> [GIVEN DATA]
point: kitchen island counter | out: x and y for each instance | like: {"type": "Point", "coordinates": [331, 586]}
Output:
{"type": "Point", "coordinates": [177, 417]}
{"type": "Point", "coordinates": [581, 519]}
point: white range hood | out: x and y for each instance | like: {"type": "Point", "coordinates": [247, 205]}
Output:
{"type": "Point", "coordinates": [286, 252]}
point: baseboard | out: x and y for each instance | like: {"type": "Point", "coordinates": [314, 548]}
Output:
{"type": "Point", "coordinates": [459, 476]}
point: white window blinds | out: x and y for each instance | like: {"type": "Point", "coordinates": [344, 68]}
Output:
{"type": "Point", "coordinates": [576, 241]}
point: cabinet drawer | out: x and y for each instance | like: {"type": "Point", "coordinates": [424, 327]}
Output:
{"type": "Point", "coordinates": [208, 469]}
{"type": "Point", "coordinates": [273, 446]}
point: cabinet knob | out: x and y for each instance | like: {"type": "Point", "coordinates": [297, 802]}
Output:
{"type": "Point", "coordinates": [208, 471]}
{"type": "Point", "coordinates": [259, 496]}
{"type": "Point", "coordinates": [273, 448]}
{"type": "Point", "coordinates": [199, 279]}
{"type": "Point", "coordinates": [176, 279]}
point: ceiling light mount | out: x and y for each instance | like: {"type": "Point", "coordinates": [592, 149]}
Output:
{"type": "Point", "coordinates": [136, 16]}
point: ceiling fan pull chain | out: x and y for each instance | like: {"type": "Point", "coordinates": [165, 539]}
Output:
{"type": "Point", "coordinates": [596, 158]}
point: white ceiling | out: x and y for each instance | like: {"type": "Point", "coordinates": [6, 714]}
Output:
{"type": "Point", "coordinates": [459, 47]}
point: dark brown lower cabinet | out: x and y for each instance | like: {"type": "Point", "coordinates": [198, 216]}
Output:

> [TASK DIRECTIONS]
Reproduce the data above word for word, from the line holding "point: white ceiling" through the last line of the data, both ends included.

> [WRITTEN SOLUTION]
point: white ceiling | out: x and y for each instance | like: {"type": "Point", "coordinates": [6, 714]}
Output:
{"type": "Point", "coordinates": [459, 47]}
point: dark brown lower cabinet | out: x and y for each instance | like: {"type": "Point", "coordinates": [198, 216]}
Output:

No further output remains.